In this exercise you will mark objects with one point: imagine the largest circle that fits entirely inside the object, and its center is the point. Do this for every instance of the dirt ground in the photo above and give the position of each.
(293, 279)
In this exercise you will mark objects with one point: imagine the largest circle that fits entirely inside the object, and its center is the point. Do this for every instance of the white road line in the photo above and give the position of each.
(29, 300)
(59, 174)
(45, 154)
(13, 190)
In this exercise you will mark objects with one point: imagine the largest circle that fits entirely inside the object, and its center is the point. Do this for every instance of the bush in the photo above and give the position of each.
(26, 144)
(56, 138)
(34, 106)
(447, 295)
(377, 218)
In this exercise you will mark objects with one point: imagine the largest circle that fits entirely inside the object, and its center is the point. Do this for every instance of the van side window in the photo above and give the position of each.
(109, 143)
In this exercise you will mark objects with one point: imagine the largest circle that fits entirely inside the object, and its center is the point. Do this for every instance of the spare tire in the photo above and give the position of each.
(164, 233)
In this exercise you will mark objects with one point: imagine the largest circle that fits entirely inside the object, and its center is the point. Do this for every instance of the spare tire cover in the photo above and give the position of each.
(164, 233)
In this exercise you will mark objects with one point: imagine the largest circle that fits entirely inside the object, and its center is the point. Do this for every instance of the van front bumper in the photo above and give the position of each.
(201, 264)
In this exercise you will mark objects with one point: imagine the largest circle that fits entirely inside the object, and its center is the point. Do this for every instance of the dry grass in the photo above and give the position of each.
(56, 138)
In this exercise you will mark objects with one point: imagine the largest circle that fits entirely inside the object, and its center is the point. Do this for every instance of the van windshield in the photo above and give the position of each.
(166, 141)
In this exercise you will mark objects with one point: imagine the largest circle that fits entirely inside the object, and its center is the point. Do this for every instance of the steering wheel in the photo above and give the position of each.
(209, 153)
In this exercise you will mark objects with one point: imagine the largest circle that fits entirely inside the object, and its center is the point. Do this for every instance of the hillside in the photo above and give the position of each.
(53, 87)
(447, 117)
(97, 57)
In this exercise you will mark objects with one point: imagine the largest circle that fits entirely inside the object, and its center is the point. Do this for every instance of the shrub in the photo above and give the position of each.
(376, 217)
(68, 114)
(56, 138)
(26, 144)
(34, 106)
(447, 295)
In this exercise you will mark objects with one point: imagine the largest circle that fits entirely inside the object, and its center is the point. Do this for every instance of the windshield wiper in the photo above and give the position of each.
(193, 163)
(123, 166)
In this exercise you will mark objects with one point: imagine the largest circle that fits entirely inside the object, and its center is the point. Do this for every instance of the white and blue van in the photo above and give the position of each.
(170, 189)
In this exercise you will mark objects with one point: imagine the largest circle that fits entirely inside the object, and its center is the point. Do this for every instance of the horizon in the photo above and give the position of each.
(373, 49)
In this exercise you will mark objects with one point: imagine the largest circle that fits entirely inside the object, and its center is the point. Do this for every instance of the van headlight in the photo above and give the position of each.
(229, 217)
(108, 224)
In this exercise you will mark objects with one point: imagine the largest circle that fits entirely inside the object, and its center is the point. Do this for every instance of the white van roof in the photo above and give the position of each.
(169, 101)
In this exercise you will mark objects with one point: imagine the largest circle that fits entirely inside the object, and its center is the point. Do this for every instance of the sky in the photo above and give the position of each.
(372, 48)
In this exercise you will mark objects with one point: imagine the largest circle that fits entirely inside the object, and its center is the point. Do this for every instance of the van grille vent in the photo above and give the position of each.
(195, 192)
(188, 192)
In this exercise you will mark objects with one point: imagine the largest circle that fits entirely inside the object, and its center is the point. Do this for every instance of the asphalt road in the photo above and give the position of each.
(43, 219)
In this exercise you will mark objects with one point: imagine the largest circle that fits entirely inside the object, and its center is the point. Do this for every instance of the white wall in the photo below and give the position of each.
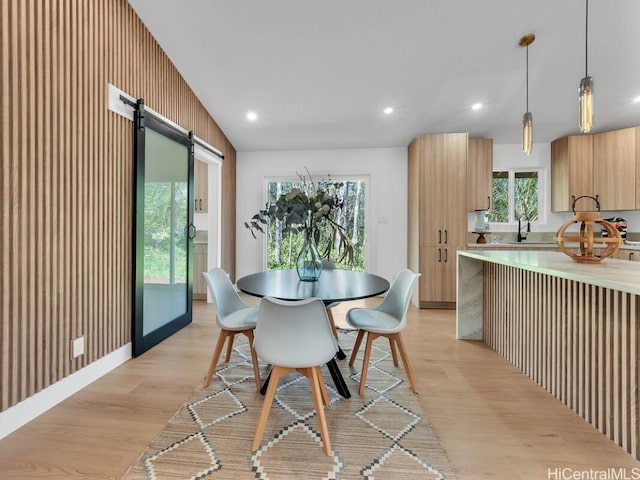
++++
• _Written problem_: Turn all of the material above into a Markdown table with two columns, Row and Line, giving each line its own numbered row. Skip blank lines and leave the pictures out.

• _Solution for this task_:
| Row | Line |
|---|---|
| 1 | In this exercise you will mark objects with one point: imagine the largest circle that fits entirely inside the object, and its center is the point. Do this for every instance of the dirt ground in the photo above and give the position of each. |
| 2 | (293, 279) |
| 3 | In this exercise you will mark objects with one point: imagine the largest circle that fits entirely inside the object, and its center is the point. Do this for every instance of the white road line in the photo above and give the position of each. |
| 4 | (29, 300) |
| 5 | (59, 174) |
| 6 | (45, 154) |
| 7 | (13, 190) |
| 8 | In this exercise you will mark objects with one point: imagine the largest circle that fits entirely inside the object, and its center is the point. Do this for every instance of the bush in the photo above and give the position of each. |
| 9 | (26, 144) |
| 10 | (56, 138) |
| 11 | (34, 106) |
| 12 | (447, 295) |
| 13 | (377, 218) |
| 14 | In this exercise you will mark objects with one point: imagine the largest circle that fits entirely inside the object, and its center is the point. Do this for every instance of the van side window in the photo above and give the position of each. |
| 15 | (109, 143) |
| 16 | In this exercise you will mark objects with one point: imagine the largest circle that fits entirely inside the object, and its center is the point. Do this for every instance of the spare tire in the photo above and give the position of each. |
| 17 | (164, 233) |
| 18 | In this exercise you will mark objects with one point: imagine the largest circle that fits entirely inside the object, and its center is the point. Do this for every instance of the spare tire cover in the photo above and give the position of each. |
| 19 | (164, 233) |
| 20 | In this exercise you will mark objects with one point: imagine the largest circle that fits entirely inside the object, and its center is the point. Do this for every instance of the van front bumper in the photo above and give the position of each. |
| 21 | (201, 264) |
| 22 | In this exercise you will mark objects with one point: imagine the largest circle that fits entirely inside the object, and its center is the point. Do this for every instance of the dry grass in the photo above and give the position of each. |
| 23 | (56, 138) |
| 24 | In this exercise you will mark objects with one point: imagine the largest circle that fits entirely inside the object, and its center is the point. Do this for every instance of the van windshield in the photo above and give the position of each. |
| 25 | (166, 141) |
| 26 | In this exercise you will mark objects with one point: imagine the largest circle that fits entirely inside the object, and its center is the point. Do this for every instance of the steering wheel in the photo above and give the position of each. |
| 27 | (209, 153) |
| 28 | In this exercise you will mark objects with one point: imagine the largest circle that fits entirely inside the object, and its center is the point. Do this for every instance of the hillside in the photo above and give the position of each. |
| 29 | (53, 87) |
| 30 | (447, 117) |
| 31 | (97, 57) |
| 32 | In this exercise you will mark objects with one point: imagine the largest circle that fits entirely inside the object, and its center is the point. Do this for every instance of the shrub in the photo above and give the position of each. |
| 33 | (376, 217) |
| 34 | (68, 114) |
| 35 | (56, 138) |
| 36 | (26, 144) |
| 37 | (34, 106) |
| 38 | (447, 295) |
| 39 | In this exercise you will mark objects with one point: imagine the largest circle that fits entirely inside the object, and its center is the point. Do this for every instance of the windshield wiper in the photo above and give the position of each. |
| 40 | (193, 163) |
| 41 | (123, 166) |
| 42 | In this exercise you will mark objects with one point: imagine the largest circle that fits entirely inside the object, and its center is the point. Do this for every instance of the white and blue van in the photo above and give the position of each. |
| 43 | (170, 189) |
| 44 | In this exercise you will mark objects with one point: imagine the largest circle that fits entirely inside the object, and its center is the point. Do this for every instance of the horizon in the photo above and give the position of each. |
| 45 | (373, 49) |
| 46 | In this exercise you will mark objects with one point: imagine the largest circle that fits entirely inside the object, and its center is the point. Do this for every instance of the van headlight in the photo above and give the position of each. |
| 47 | (229, 217) |
| 48 | (108, 224) |
| 49 | In this exercise you will mark objects with one point: imagine the largest circle that fits entirely inside the object, and its center is the point. Do this for every instance of the white van roof in the photo above and give the position of each. |
| 50 | (169, 101) |
| 51 | In this exercise you will mark objects with one point: imagine the largest circle that fits entirely inside the object, and its center is the point. Do this for every instance of the sky in the photo above and give the position of each. |
| 52 | (372, 48) |
| 53 | In this exercise you will mark objects with one point: imagine the largest circle that fits entirely inside the object, and its center is the point. Do this for every instance of the van grille vent in the photo above and give the position of each. |
| 54 | (195, 192) |
| 55 | (188, 192) |
| 56 | In this exercise you will mark objects with one point: imagine the largest circle that fits entirely inside the object, and its center is the point. Do this for every instance of the asphalt road in the photo above and give the position of each. |
| 57 | (43, 219) |
| 58 | In this exercise you will mark objects with one point: imagine the largest circle that fits entirely inside the object, and its center is the point. Do this for every instance of the white wall in the photo below and give the position of each. |